> **WORK TO COMPLETE**
**1.** In the PHP question about the $popularnames array, which show name is stored at $popularnames[0]?
**2.** Continue writing the PHP question about the $popularnames array, starting right after its last sentence.

[Start DOCUMENT EXTRACT]

1

Not sure of a better title for this question but basically heres my code:

<?php

$v = file_get_contents('http://examplecom/index.php?=');

$popularnames = array('Gravity Falls','The Amazing World of Gumball','South Park','American Dad');

?>

Basically what im trying to do is reference the $popularnames array in different areas so like in my href for example this is what i need:

<a href="<?= $v.urlencode($popularnames[0]); ?>"><?= $popularnames[0]; ?></a>

Basically what it should be doing is adding popularnames[0] (Gravity Falls) url encoded to the file_get_contents url of $v but for some reason all it does is output Gravity Falls

But my result should have gotten me http://example.com/index.php?=Gravity+Falls and then have do file_put_contents to it and its result should then have been Hello World! or whatever the page was displaying.

I cant just add $popularname[0] to the $v as im using the $v in multiple href's so doing that it will make all the hrefs one url but I want them different like:

<a href="<?= $v.urlencode($popularnames[0]); ?>"><?= $popularnames[0]; ?></a>

<a href="<?= $v.urlencode($popularnames[0]); ?>"><?= $popularnames[1]; ?></a>

<a href="<?= $v.urlencode($popularnames[0]); ?>"><?= $popularnames[2]; ?></a>

Using this works fine doe so theres no issue with what the variable contain:

<?php $v = file_get_contents('http://example.com/index.php?q='.urlencode($popularnames[0])); echo $v; ?>

Any ideas?

[End DOCUMENT EXTRACT]
[Start SUPPLIED DATA]

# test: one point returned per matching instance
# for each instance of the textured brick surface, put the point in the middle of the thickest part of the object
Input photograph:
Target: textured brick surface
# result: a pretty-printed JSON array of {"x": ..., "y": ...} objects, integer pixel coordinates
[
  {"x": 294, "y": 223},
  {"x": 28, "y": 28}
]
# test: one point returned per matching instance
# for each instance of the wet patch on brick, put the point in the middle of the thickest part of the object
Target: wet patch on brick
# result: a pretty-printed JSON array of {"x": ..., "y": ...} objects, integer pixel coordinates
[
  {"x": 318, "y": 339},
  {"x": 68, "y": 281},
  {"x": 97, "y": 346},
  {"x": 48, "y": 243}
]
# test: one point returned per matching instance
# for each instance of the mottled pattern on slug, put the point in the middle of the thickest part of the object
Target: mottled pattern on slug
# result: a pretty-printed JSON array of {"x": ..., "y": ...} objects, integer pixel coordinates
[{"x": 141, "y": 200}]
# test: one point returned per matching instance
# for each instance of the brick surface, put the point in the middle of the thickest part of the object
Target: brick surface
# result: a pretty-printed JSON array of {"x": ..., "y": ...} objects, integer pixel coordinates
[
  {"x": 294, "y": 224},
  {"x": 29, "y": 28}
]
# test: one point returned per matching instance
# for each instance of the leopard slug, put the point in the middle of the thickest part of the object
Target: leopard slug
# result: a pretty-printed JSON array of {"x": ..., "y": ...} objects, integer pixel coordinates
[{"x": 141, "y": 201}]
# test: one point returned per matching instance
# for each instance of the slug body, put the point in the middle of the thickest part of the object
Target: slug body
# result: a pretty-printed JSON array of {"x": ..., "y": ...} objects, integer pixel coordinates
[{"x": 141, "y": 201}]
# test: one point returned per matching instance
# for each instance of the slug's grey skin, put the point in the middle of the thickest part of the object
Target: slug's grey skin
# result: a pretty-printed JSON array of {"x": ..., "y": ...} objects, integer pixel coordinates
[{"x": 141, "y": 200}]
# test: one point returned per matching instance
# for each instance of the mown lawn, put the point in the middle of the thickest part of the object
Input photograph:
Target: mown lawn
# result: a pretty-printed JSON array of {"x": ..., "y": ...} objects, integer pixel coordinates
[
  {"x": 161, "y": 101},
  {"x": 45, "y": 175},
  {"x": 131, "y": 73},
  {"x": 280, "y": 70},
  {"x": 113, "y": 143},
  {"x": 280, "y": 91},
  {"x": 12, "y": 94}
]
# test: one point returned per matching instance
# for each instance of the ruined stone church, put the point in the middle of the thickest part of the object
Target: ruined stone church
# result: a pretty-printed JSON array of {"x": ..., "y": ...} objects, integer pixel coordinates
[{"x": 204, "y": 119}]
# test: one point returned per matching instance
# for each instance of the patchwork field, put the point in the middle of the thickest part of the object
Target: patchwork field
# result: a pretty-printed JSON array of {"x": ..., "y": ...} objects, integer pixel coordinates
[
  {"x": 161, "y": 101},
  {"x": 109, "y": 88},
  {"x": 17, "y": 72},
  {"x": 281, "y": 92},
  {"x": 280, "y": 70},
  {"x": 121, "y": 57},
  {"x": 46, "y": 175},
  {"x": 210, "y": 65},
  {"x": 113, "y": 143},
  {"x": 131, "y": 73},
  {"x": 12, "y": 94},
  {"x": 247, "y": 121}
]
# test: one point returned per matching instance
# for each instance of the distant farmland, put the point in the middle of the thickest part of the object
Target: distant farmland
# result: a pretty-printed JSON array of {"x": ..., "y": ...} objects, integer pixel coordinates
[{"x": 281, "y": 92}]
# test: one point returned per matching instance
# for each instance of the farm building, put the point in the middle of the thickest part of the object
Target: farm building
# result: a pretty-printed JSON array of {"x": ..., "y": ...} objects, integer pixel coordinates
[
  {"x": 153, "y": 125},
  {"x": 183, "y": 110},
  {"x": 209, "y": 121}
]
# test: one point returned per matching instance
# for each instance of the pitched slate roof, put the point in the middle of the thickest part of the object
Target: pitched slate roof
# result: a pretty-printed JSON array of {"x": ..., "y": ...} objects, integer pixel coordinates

[End SUPPLIED DATA]

> **ANSWERS BELOW**
**1.** Gravity Falls

**2.**
From an answer below how can I make it more compact so it would preferably make me able to just do <?= $v.$v2.$popularnames[0]; ?>:

<?php
$v = 'http://example.com/index.php?q=';
$v2 = file_get_contents($v.urlencode($popularnames[0])); echo $v2;
?>

Do note that the echoed $v2 will be echoed inside a src=" "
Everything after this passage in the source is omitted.